» Dataset extract
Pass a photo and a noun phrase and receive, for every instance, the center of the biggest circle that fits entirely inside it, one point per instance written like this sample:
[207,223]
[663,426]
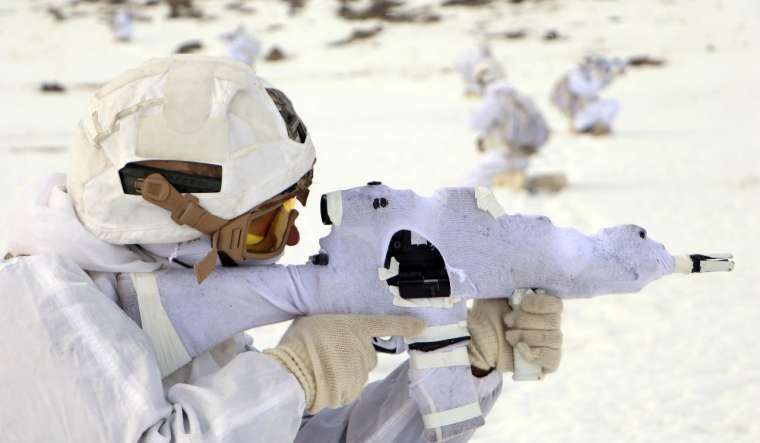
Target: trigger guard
[392,345]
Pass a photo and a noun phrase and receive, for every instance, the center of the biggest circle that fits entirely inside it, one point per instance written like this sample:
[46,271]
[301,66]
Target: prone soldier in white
[511,130]
[577,95]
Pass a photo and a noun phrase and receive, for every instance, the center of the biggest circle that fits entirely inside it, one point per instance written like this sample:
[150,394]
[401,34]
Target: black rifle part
[422,270]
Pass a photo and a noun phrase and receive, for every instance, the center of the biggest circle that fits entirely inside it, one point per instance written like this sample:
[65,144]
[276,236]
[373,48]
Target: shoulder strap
[170,351]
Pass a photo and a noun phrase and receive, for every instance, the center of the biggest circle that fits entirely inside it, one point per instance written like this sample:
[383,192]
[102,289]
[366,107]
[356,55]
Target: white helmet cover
[186,108]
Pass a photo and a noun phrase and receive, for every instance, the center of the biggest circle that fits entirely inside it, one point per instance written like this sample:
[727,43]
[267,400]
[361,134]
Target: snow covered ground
[679,362]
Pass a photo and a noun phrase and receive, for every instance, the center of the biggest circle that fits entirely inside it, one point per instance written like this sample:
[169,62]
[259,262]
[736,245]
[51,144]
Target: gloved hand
[331,355]
[533,329]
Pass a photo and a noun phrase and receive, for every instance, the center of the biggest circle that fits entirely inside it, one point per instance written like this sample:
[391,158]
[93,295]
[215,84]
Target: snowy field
[679,362]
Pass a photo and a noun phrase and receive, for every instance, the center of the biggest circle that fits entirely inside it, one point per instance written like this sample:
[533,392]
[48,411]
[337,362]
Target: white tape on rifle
[439,333]
[451,416]
[487,202]
[170,351]
[335,207]
[391,271]
[439,359]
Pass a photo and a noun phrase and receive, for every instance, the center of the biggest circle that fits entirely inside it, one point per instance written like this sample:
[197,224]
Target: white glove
[533,329]
[332,355]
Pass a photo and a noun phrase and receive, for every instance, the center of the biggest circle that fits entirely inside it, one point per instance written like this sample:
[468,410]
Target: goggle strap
[184,208]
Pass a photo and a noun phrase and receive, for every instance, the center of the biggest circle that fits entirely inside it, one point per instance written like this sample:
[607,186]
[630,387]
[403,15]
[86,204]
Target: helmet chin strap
[227,236]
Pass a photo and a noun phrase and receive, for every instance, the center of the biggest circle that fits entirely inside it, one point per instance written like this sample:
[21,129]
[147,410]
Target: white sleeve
[251,399]
[384,412]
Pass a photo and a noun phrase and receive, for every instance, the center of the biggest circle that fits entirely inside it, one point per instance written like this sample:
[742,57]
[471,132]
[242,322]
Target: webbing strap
[441,332]
[170,351]
[451,416]
[440,359]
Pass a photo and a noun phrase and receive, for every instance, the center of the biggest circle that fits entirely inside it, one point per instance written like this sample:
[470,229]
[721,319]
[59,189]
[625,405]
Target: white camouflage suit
[576,95]
[510,129]
[83,371]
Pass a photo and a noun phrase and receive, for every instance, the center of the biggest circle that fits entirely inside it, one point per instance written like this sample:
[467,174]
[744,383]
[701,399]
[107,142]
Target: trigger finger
[526,320]
[545,339]
[541,304]
[547,358]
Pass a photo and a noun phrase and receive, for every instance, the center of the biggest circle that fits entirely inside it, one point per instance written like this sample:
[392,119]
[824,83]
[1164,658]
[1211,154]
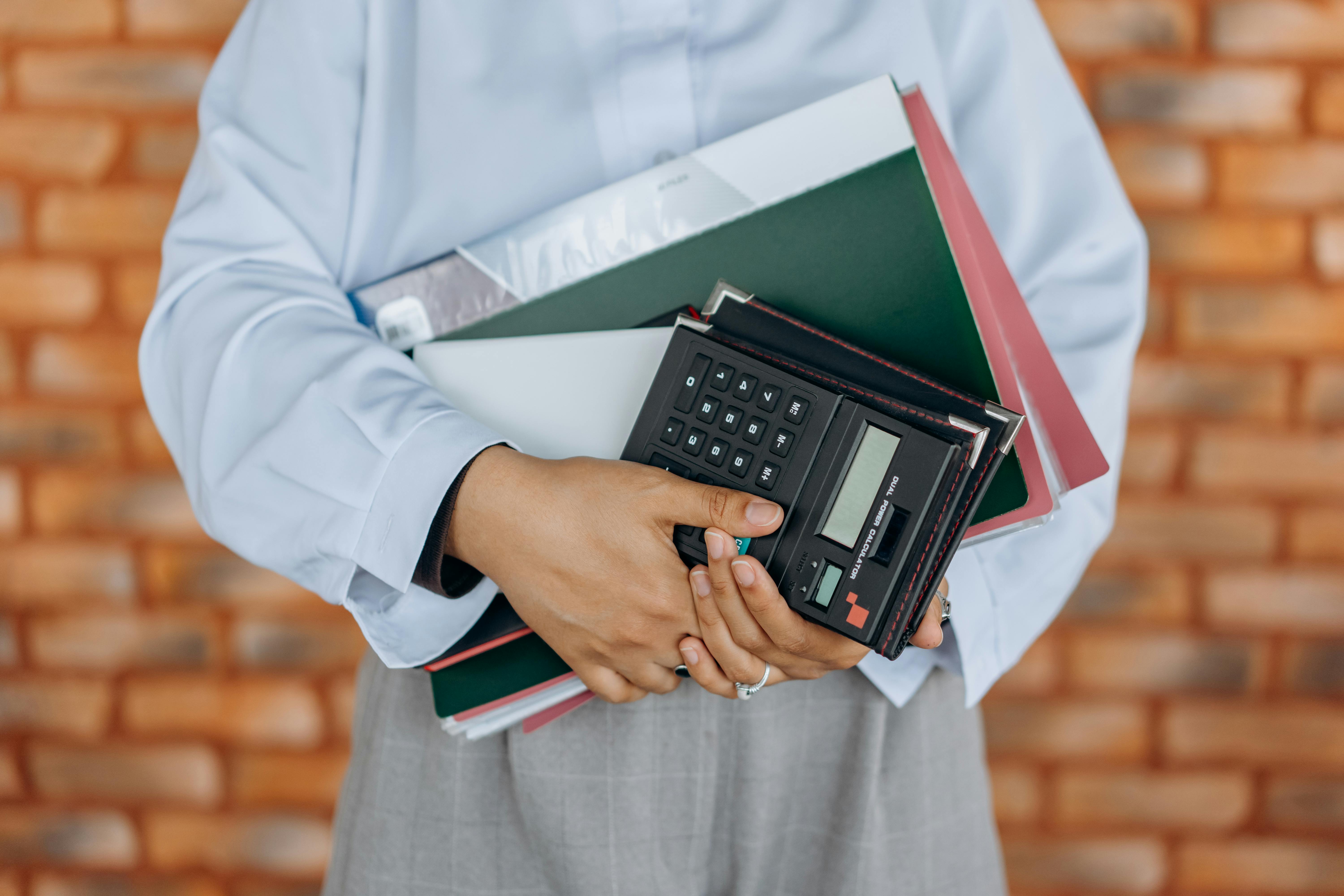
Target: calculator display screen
[859,488]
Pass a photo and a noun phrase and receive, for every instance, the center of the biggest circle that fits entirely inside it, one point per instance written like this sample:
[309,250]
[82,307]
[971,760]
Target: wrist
[479,492]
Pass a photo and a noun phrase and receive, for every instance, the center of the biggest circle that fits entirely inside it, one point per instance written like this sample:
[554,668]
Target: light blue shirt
[343,140]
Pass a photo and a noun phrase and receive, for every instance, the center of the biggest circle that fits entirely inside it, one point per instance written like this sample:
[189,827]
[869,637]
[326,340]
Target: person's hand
[584,551]
[745,622]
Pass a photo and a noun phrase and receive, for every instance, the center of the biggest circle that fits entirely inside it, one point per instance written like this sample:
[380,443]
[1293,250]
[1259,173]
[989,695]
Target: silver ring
[947,606]
[747,691]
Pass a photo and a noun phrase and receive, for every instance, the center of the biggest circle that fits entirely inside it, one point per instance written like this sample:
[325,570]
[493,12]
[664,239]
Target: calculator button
[796,409]
[768,475]
[673,432]
[691,383]
[732,421]
[709,409]
[694,443]
[745,388]
[718,453]
[756,431]
[670,465]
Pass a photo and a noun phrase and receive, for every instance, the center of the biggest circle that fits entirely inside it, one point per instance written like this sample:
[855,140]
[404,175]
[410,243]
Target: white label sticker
[404,323]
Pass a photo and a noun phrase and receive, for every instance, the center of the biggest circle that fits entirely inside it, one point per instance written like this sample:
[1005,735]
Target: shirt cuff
[411,493]
[444,575]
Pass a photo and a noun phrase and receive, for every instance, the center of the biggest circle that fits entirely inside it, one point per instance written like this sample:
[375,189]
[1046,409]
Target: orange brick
[282,844]
[1158,320]
[1161,172]
[341,702]
[111,77]
[108,220]
[46,885]
[53,706]
[1112,866]
[1306,804]
[1288,320]
[1269,464]
[96,366]
[1306,601]
[1182,389]
[1318,534]
[9,366]
[147,447]
[1224,101]
[1112,27]
[1261,866]
[1147,800]
[252,711]
[182,18]
[57,147]
[1230,731]
[37,574]
[1323,394]
[1162,663]
[1183,530]
[1064,730]
[1329,104]
[1280,29]
[93,839]
[1151,459]
[57,436]
[165,151]
[178,774]
[213,577]
[11,503]
[9,647]
[1329,246]
[48,293]
[58,18]
[288,780]
[75,502]
[1315,668]
[1226,245]
[1283,177]
[335,643]
[1017,793]
[11,217]
[1036,674]
[134,289]
[112,641]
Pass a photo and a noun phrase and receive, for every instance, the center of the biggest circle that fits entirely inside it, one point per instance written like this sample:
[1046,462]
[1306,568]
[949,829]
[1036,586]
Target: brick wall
[175,722]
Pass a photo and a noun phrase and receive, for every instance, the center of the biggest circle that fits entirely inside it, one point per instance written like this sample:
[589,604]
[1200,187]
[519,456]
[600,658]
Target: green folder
[864,257]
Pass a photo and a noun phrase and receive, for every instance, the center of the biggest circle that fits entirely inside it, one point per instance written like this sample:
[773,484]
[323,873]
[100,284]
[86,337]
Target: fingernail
[763,512]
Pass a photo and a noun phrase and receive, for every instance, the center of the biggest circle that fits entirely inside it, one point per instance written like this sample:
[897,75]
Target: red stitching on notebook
[933,532]
[869,355]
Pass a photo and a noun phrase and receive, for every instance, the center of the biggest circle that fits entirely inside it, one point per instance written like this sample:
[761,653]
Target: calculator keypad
[729,424]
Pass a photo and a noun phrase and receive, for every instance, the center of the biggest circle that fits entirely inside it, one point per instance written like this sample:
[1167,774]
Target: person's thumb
[736,512]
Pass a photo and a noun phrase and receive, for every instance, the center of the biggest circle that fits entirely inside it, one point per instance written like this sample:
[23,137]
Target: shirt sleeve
[306,445]
[1041,175]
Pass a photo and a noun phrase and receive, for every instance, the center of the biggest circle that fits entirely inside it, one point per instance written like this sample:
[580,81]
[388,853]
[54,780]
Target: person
[345,140]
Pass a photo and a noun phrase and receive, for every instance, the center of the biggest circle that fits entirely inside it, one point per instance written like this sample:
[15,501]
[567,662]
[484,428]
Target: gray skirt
[811,788]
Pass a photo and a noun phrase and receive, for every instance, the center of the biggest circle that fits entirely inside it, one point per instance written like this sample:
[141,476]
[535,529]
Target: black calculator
[873,487]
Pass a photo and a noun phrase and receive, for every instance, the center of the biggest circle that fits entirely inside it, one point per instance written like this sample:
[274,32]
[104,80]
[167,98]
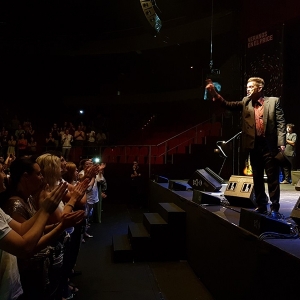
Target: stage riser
[232,262]
[122,251]
[155,239]
[155,225]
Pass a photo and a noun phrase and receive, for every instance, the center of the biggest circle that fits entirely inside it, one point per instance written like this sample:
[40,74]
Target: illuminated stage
[232,262]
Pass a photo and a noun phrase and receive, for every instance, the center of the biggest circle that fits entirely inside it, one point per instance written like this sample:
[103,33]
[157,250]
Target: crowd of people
[18,138]
[46,206]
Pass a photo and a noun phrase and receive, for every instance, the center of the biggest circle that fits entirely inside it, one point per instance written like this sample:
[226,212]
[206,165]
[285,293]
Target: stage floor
[288,199]
[288,196]
[218,247]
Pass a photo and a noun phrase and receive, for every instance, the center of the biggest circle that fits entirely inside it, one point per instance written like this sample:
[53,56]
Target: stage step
[122,251]
[176,219]
[172,213]
[140,242]
[155,225]
[160,237]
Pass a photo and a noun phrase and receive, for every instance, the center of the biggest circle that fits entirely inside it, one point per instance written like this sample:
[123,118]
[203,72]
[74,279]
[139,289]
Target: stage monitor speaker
[239,191]
[258,223]
[203,181]
[177,186]
[295,177]
[295,214]
[200,197]
[161,179]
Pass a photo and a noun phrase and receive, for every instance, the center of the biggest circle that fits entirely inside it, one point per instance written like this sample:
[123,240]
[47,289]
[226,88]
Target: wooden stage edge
[232,262]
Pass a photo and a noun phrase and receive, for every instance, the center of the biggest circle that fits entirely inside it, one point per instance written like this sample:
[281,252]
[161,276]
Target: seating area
[154,151]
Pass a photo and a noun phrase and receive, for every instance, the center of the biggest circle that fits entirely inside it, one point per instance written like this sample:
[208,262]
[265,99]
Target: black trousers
[263,160]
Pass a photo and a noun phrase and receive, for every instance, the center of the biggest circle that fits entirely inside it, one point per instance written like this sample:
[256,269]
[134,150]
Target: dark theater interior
[136,71]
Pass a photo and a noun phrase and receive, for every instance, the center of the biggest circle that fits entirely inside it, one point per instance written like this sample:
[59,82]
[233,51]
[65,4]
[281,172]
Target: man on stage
[263,136]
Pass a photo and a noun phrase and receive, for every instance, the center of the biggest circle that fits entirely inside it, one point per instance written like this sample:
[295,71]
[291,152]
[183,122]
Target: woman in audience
[50,142]
[24,239]
[32,146]
[71,176]
[51,169]
[22,144]
[11,150]
[26,184]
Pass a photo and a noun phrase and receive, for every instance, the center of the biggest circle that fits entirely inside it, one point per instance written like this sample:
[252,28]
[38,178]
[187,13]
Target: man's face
[253,90]
[63,165]
[88,164]
[35,179]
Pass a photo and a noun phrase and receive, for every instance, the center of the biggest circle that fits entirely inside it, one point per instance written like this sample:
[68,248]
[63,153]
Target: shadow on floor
[105,280]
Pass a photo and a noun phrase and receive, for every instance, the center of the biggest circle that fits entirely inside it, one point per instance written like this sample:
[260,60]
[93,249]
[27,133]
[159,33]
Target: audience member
[50,143]
[26,182]
[66,144]
[19,131]
[11,150]
[56,134]
[22,144]
[23,240]
[4,142]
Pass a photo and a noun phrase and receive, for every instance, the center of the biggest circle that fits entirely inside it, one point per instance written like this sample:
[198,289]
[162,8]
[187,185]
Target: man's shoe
[284,182]
[88,235]
[276,215]
[75,273]
[261,209]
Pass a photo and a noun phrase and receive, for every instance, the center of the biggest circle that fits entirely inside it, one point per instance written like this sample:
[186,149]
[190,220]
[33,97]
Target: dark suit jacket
[274,122]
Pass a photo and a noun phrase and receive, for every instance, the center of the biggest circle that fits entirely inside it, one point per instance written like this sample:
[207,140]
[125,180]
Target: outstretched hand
[79,190]
[91,171]
[211,89]
[51,202]
[72,218]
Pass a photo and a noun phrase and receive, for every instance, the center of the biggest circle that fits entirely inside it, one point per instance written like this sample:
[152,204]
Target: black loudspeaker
[161,179]
[177,186]
[200,197]
[239,191]
[295,214]
[203,181]
[259,223]
[295,177]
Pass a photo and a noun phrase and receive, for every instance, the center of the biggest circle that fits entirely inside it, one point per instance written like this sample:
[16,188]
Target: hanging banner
[151,15]
[264,58]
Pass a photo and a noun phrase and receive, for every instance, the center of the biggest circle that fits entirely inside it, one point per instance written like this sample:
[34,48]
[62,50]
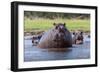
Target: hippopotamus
[57,37]
[78,37]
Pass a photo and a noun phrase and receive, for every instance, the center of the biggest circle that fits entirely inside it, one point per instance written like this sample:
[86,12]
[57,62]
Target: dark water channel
[32,53]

» Direction
Pull out every line above that contains the string "calculator", matching case exactly, and copy each one.

» Expected answer
Target: calculator display screen
Target: calculator button
Target: calculator keypad
Target: black calculator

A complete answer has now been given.